#### EXERCISE MATERIALS

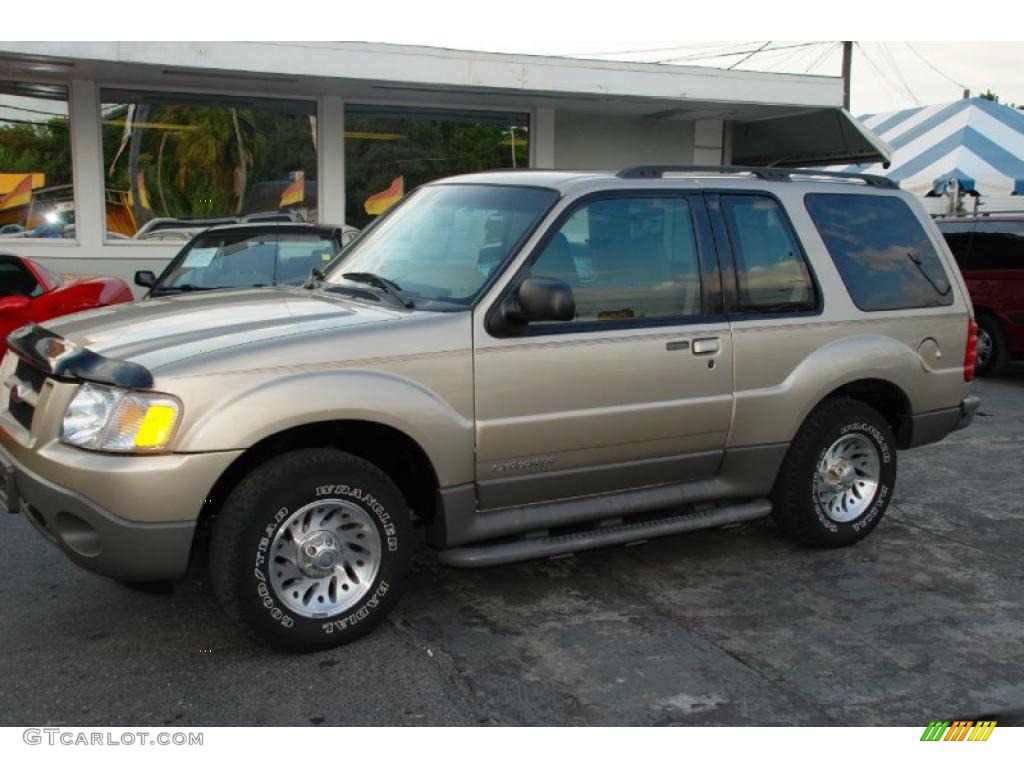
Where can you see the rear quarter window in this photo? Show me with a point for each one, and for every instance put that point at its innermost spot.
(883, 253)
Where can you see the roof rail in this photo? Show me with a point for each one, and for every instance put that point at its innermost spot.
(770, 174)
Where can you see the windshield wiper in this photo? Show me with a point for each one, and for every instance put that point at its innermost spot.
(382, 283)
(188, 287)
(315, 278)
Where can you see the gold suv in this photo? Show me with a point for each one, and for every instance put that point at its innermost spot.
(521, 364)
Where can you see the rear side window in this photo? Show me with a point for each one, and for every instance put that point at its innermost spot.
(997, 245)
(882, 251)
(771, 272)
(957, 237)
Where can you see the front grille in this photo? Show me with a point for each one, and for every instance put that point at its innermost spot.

########
#### EXERCISE MATERIALS

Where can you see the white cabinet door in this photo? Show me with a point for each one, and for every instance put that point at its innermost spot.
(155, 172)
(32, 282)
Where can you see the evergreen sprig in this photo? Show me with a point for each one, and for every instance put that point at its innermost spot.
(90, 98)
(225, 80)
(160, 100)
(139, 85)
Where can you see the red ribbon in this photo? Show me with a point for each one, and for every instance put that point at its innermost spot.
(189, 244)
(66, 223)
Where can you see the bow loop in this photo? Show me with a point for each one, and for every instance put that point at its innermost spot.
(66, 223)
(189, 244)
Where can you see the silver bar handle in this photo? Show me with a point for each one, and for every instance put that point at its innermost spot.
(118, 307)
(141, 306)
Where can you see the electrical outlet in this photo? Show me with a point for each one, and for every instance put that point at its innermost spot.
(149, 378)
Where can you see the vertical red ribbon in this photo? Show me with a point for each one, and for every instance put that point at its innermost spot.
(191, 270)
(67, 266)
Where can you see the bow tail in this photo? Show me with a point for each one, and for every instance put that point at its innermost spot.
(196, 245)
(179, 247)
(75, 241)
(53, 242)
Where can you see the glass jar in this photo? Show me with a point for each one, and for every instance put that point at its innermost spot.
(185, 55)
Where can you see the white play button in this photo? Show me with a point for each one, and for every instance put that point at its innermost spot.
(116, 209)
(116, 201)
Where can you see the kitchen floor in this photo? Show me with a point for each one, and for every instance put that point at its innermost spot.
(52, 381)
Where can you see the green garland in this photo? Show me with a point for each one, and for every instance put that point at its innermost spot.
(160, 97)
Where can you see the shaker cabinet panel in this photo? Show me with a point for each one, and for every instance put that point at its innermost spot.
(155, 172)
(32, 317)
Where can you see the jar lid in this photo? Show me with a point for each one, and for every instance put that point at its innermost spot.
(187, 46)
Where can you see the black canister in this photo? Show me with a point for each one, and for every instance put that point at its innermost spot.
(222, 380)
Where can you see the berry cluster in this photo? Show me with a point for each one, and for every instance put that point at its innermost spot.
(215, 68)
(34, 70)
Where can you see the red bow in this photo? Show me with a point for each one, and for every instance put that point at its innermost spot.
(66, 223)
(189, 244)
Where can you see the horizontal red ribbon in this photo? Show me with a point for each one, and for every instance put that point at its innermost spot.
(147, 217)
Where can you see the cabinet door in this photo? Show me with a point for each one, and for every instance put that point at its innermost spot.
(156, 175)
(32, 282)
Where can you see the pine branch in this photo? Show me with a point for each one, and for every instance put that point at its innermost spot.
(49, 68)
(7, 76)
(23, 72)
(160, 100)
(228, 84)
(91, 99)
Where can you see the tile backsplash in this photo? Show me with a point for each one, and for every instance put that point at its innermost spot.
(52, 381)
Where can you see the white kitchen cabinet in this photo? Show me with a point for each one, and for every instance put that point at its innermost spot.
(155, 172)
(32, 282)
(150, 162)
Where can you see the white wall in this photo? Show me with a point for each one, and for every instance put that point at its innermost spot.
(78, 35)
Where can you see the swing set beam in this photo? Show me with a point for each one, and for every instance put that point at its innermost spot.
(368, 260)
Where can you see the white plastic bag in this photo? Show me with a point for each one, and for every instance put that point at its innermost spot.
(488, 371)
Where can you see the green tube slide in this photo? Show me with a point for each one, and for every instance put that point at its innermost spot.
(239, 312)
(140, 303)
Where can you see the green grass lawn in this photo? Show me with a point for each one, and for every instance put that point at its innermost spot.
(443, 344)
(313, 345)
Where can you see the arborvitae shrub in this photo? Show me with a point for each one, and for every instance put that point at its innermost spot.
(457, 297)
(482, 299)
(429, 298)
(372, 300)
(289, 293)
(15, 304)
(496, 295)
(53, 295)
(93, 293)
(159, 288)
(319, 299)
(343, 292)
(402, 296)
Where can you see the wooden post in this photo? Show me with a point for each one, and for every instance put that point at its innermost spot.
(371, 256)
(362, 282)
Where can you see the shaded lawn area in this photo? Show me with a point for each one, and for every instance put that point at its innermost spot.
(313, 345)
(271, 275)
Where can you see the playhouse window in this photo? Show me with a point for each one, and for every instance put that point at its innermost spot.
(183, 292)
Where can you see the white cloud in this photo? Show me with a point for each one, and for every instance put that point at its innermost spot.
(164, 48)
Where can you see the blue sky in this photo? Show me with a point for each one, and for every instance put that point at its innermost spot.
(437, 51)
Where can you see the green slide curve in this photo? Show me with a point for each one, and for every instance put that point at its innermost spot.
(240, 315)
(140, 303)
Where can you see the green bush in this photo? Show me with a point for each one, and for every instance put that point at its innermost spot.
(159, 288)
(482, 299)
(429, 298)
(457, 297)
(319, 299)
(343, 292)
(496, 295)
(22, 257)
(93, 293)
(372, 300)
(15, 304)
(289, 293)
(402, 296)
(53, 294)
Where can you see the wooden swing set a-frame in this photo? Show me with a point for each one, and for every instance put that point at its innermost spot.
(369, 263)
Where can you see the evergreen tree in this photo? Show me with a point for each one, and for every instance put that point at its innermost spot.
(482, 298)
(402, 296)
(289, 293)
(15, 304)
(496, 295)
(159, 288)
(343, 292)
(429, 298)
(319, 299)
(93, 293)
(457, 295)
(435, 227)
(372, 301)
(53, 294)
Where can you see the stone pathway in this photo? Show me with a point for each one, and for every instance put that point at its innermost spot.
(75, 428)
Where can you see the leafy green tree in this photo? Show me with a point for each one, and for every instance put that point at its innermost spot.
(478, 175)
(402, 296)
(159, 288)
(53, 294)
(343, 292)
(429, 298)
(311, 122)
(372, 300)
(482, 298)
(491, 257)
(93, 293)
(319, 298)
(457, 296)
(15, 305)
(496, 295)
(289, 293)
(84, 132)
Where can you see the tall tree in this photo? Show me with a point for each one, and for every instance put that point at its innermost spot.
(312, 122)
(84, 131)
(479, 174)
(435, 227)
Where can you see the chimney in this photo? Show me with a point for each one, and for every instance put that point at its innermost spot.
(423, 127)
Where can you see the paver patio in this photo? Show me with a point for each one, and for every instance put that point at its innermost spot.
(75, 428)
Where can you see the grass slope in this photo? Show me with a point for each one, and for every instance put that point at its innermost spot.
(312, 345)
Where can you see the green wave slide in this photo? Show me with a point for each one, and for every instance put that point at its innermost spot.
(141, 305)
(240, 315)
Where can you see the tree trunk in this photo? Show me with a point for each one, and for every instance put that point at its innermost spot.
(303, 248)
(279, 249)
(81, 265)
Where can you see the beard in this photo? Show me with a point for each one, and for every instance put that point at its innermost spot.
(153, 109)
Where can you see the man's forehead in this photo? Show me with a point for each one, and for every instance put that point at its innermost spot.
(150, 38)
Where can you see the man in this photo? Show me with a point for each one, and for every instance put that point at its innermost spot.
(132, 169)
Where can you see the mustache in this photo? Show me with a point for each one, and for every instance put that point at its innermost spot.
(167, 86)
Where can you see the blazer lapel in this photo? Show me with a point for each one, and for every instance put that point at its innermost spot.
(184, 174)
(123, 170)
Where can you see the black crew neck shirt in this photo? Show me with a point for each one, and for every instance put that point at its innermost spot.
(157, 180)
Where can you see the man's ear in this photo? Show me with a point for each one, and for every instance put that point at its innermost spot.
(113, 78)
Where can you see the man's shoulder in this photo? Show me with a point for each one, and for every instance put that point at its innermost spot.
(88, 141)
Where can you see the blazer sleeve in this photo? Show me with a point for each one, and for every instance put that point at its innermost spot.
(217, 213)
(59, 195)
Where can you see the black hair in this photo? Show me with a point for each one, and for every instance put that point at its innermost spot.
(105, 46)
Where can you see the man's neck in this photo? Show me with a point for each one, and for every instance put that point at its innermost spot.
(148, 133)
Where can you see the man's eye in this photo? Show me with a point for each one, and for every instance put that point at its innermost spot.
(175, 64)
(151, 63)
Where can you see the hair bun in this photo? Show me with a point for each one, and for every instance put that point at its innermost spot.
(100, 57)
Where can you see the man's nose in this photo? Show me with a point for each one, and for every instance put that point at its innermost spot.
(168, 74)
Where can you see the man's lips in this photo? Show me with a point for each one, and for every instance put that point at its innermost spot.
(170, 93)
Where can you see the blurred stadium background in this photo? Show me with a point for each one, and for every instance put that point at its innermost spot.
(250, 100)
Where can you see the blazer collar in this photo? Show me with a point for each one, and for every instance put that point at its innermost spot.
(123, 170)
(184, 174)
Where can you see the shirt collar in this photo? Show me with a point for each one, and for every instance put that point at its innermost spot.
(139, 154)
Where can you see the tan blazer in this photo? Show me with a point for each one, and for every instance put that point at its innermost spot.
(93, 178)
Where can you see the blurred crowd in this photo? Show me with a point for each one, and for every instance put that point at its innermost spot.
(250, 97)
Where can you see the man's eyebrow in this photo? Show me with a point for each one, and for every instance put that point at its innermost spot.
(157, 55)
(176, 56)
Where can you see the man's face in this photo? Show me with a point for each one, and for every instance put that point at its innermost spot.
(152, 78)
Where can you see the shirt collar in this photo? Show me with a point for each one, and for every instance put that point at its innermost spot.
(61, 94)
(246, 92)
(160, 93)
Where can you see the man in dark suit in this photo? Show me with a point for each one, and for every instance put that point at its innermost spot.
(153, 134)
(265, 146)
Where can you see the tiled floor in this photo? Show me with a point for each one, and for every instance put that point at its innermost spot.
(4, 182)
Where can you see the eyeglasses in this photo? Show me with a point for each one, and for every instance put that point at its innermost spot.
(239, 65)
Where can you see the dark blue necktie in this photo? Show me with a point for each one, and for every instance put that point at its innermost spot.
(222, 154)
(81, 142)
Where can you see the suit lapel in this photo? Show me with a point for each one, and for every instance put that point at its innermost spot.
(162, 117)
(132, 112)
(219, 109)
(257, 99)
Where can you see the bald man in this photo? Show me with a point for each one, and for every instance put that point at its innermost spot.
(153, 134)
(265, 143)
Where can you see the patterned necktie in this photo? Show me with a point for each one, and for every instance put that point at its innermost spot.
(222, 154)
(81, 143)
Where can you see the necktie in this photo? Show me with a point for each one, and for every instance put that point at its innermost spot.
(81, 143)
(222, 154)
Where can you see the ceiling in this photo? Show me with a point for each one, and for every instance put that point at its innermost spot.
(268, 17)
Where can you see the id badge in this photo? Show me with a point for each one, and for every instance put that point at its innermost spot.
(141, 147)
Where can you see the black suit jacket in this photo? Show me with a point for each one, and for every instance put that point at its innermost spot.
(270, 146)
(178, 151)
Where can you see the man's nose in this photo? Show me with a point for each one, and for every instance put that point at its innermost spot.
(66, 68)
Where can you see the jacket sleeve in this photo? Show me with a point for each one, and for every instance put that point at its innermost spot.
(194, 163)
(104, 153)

########
#### EXERCISE MATERIALS

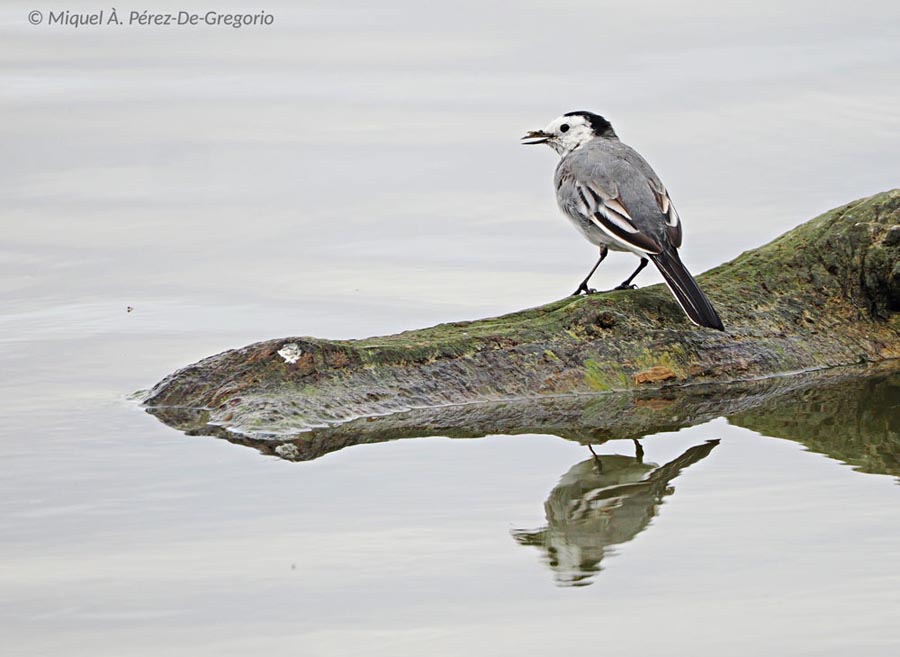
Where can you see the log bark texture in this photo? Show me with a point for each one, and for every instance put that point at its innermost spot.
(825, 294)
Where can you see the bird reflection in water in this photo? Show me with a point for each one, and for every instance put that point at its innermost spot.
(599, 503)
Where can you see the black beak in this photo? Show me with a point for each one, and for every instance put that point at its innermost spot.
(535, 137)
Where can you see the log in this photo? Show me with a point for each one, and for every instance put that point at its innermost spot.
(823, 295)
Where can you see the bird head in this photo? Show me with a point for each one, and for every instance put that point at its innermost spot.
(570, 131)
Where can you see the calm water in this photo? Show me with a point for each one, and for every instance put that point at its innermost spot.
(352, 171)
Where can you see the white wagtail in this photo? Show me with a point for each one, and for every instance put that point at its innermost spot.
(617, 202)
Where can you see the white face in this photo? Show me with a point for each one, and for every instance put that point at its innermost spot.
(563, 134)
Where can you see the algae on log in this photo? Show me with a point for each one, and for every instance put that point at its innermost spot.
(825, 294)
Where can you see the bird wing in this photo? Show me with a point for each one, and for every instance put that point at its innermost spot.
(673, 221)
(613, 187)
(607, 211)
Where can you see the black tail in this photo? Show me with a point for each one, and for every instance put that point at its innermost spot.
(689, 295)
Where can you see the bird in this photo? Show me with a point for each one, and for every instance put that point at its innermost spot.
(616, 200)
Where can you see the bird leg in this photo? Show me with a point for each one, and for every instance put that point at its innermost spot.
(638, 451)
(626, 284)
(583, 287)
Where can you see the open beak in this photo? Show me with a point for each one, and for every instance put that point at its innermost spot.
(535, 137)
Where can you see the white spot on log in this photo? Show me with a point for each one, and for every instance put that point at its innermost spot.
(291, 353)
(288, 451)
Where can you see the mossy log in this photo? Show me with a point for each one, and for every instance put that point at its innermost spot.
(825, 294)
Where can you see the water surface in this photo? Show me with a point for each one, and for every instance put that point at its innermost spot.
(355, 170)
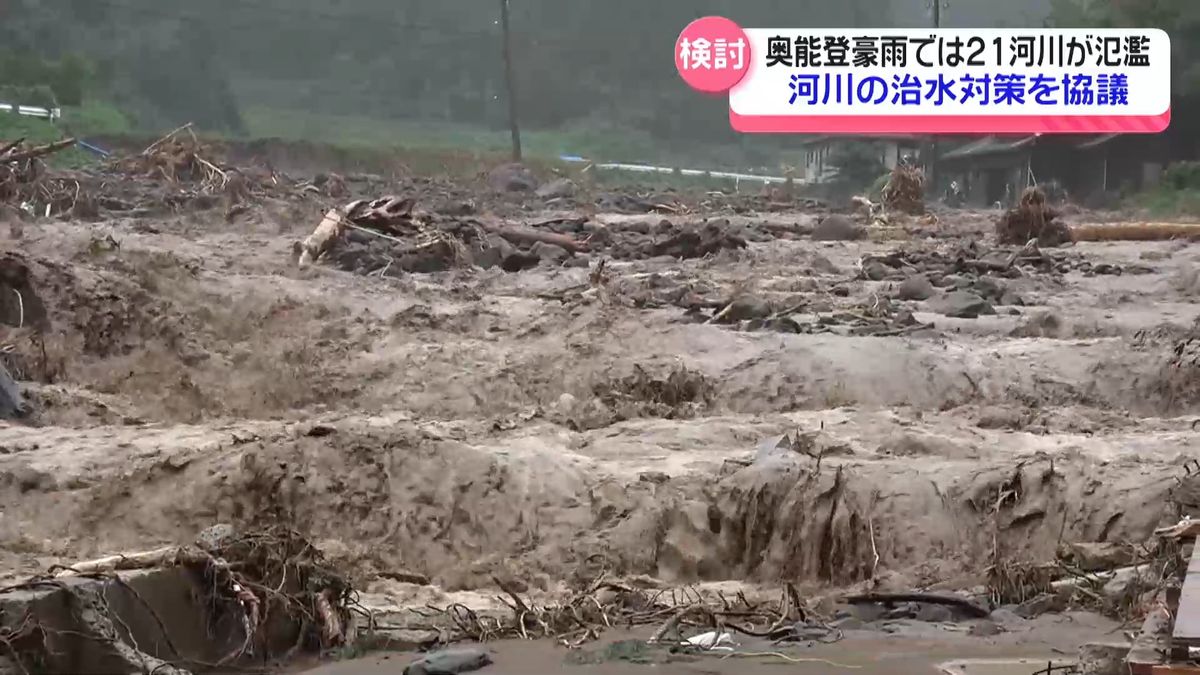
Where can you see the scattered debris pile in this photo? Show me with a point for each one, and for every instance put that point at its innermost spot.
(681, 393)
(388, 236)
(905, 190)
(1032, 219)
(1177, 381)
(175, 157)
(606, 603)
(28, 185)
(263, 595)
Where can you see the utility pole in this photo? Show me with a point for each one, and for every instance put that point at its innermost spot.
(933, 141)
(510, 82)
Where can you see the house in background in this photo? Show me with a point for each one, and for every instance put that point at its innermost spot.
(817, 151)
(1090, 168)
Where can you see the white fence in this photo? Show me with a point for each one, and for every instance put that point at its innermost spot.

########

**TO DO:** List every line from the records above that contains the word "jacket", copying each line in full.

**SOLUTION FOR THIS TASK:**
Where can you see the black suit jacket in this photo? Show me with a point for each one, and for every instance put that point at its innermost spot.
Where can you see the jacket sleeve in this photo? Show me with a point for each one, and for every instance put that point at its innermost spot.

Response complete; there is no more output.